## MATERIAL SUPPLIED
begin

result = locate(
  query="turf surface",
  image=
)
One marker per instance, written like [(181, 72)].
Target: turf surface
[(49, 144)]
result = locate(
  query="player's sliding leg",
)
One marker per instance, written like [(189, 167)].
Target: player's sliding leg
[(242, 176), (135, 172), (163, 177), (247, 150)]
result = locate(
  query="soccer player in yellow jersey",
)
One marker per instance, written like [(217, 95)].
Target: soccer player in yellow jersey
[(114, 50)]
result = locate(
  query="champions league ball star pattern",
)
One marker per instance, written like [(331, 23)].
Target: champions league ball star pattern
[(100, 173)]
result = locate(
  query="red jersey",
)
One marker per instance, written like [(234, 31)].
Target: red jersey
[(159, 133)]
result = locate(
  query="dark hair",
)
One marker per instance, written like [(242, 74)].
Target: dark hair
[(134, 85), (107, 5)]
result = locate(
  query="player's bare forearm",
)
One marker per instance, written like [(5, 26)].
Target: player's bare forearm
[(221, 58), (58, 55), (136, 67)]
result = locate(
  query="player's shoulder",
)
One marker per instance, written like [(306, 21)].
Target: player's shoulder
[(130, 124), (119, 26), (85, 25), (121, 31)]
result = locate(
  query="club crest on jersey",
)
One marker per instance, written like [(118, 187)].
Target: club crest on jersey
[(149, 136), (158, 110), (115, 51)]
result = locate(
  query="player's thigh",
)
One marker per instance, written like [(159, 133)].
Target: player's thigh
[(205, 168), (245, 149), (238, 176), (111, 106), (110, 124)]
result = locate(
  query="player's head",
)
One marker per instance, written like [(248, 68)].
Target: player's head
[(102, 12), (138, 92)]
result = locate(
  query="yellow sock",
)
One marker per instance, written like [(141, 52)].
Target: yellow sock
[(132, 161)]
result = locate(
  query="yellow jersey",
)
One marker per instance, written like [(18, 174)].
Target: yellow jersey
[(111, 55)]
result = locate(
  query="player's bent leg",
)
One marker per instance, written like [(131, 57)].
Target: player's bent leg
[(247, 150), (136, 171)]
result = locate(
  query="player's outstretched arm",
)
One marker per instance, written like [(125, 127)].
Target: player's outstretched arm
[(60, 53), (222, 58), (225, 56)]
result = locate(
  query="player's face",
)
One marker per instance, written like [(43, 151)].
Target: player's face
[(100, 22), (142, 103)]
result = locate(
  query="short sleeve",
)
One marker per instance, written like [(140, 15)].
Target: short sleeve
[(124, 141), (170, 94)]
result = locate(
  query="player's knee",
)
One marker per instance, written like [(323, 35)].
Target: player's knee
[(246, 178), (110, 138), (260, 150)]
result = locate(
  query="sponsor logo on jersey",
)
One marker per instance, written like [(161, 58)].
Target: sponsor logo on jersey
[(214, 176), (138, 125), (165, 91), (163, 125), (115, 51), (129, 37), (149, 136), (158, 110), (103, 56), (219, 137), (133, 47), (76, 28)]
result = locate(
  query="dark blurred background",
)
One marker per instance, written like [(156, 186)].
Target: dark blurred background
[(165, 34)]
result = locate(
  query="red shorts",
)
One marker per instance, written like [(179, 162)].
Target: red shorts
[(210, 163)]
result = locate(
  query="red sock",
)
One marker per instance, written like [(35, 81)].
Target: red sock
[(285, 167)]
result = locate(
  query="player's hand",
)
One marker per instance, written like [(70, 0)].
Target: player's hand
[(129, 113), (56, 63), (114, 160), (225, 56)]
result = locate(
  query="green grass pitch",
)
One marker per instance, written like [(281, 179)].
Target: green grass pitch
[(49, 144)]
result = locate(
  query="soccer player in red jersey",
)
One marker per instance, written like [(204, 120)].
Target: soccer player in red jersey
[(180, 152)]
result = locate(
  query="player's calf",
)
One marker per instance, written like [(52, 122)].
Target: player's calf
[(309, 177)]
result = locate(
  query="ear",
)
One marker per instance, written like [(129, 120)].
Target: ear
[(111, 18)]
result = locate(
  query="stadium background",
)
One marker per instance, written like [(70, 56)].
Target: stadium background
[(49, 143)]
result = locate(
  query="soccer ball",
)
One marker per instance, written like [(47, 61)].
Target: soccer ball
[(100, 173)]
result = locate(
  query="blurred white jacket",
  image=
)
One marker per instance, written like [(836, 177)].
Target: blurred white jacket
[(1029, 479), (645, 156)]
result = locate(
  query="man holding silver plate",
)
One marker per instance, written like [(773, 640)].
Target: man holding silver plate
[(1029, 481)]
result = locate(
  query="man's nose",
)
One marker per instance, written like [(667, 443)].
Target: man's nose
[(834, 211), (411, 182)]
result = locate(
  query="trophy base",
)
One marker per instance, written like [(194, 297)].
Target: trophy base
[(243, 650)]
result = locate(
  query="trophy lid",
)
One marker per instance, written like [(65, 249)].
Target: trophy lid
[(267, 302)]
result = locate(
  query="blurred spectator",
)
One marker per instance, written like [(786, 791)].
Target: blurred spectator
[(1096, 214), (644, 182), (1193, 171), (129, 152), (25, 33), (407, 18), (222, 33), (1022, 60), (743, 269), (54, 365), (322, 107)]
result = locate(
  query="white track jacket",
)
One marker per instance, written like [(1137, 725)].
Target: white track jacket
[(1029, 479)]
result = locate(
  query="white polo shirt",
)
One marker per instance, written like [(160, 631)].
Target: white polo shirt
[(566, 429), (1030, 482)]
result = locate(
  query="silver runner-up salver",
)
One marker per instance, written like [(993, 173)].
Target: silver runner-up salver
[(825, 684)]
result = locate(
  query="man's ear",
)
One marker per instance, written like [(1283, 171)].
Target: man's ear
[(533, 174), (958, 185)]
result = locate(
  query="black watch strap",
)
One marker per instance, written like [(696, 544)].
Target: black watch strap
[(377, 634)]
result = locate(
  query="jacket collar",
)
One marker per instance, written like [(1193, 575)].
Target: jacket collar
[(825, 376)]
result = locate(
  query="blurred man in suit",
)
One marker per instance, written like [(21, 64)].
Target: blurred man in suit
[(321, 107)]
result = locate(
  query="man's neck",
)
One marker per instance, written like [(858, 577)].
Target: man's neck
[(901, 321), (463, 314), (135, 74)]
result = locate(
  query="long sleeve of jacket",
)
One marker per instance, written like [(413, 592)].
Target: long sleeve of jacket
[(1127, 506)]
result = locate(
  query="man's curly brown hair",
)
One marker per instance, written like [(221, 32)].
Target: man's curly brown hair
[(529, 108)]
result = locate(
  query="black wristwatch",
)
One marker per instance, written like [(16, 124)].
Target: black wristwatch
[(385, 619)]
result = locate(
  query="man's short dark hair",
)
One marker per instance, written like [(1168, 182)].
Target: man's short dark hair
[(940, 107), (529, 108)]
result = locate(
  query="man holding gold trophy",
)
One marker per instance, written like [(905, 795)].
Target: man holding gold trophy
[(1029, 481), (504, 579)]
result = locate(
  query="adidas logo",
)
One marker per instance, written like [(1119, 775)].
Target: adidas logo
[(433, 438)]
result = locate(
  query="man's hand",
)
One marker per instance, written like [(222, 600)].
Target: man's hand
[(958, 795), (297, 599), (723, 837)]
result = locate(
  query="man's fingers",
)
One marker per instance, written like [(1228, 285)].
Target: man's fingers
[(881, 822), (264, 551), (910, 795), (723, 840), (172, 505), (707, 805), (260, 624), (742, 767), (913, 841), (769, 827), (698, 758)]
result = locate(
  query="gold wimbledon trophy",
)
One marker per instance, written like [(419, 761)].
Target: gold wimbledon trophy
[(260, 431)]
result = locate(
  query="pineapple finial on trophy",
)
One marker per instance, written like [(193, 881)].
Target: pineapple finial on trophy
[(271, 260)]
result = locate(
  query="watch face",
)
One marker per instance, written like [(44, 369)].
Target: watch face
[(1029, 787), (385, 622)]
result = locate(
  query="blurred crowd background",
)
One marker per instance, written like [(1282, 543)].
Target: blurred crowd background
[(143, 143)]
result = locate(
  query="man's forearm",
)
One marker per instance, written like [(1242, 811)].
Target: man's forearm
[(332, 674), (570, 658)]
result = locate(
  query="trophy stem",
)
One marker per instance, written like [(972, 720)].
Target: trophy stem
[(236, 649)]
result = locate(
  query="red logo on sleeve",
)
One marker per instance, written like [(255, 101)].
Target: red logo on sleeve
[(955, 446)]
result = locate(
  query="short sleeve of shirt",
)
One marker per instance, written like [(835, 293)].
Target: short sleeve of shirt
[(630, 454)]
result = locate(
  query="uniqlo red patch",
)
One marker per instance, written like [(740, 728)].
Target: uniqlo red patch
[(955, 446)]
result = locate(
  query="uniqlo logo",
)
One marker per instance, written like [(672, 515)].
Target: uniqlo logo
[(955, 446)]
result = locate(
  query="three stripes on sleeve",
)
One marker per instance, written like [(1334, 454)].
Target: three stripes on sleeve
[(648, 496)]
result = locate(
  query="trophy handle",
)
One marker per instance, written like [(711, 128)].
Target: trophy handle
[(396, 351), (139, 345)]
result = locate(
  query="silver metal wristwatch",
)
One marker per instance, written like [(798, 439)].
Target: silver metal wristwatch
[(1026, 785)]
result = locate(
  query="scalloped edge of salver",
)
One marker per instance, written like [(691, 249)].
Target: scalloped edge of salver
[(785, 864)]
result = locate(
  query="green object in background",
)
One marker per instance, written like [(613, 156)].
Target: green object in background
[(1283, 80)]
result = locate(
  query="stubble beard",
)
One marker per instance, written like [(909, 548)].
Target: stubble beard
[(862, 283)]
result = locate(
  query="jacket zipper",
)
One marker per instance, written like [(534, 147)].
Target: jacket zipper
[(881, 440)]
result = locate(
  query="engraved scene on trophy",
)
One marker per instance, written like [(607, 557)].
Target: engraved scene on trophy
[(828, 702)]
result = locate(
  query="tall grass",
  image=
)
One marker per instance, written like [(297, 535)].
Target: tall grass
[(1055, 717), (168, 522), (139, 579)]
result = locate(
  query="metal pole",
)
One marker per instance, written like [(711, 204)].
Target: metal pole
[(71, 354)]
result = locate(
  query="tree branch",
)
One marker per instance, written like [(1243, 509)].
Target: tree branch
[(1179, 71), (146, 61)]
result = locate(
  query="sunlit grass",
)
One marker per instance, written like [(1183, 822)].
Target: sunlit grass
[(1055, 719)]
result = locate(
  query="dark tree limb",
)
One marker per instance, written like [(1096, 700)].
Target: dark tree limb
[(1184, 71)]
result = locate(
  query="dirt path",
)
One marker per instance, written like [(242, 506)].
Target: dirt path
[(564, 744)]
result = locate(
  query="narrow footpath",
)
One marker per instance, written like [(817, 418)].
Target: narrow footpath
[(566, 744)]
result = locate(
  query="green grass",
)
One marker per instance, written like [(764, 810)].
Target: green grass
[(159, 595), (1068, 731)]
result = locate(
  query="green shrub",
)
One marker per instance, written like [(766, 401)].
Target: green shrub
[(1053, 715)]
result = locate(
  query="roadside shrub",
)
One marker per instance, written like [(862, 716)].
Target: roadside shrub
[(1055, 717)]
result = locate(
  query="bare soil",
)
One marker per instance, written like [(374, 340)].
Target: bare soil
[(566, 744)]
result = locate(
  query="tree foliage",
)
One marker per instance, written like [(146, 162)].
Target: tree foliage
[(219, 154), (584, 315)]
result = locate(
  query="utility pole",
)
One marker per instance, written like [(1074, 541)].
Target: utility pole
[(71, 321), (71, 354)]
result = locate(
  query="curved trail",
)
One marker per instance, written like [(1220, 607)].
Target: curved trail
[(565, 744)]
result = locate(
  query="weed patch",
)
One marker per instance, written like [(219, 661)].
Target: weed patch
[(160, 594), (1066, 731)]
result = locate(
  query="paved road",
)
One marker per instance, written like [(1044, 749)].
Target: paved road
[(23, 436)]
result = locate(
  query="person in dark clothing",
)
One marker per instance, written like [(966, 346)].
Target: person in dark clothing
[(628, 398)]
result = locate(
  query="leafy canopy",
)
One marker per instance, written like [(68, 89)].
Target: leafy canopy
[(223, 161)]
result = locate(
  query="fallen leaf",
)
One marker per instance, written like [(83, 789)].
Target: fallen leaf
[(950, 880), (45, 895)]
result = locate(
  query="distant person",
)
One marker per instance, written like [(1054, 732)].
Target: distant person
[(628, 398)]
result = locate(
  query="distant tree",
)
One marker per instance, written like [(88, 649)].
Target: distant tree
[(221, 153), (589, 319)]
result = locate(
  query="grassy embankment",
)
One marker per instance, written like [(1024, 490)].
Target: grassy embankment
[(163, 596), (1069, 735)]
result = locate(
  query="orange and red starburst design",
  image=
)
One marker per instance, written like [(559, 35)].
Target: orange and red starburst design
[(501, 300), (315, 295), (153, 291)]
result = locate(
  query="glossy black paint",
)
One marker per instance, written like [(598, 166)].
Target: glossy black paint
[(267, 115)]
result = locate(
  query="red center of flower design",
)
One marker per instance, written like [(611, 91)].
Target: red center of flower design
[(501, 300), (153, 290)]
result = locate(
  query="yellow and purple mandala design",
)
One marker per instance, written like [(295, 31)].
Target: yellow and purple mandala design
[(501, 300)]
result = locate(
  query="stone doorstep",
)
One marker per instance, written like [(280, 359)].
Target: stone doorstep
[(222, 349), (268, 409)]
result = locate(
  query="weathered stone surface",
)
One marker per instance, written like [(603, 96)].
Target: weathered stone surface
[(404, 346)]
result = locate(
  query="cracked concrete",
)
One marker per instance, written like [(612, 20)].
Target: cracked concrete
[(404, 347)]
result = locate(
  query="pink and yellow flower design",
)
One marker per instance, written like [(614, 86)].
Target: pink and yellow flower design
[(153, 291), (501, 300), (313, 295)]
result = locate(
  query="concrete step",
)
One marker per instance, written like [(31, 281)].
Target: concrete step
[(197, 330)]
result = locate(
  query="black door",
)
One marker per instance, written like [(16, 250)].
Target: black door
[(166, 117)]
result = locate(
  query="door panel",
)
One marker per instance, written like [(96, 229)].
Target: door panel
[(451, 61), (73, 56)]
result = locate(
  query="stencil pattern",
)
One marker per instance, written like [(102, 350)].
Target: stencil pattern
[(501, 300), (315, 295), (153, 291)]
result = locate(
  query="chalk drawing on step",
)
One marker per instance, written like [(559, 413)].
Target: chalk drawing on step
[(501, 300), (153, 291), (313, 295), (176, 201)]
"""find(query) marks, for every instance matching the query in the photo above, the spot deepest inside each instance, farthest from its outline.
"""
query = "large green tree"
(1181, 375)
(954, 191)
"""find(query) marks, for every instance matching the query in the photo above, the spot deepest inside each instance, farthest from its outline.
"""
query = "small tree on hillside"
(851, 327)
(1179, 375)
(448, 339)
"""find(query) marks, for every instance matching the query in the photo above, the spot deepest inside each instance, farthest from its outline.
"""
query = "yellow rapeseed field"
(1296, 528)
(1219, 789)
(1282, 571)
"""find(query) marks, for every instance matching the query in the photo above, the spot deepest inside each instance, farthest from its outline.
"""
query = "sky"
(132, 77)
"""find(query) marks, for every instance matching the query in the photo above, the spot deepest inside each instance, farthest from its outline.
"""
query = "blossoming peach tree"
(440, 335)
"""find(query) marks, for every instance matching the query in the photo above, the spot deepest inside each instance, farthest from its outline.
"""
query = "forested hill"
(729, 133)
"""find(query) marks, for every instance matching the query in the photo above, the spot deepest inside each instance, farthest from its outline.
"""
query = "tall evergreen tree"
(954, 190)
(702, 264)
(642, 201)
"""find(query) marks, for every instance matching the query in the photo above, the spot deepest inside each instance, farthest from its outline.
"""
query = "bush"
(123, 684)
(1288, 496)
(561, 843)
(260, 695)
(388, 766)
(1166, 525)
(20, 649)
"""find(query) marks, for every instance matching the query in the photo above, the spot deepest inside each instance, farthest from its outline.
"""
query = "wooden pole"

end

## WHAT THE TASK REQUIRES
List every line of the records above that contains the string "mandala", matching case exactly.

## RESULT
  query="yellow and purple mandala design",
Target: yellow and purple mandala design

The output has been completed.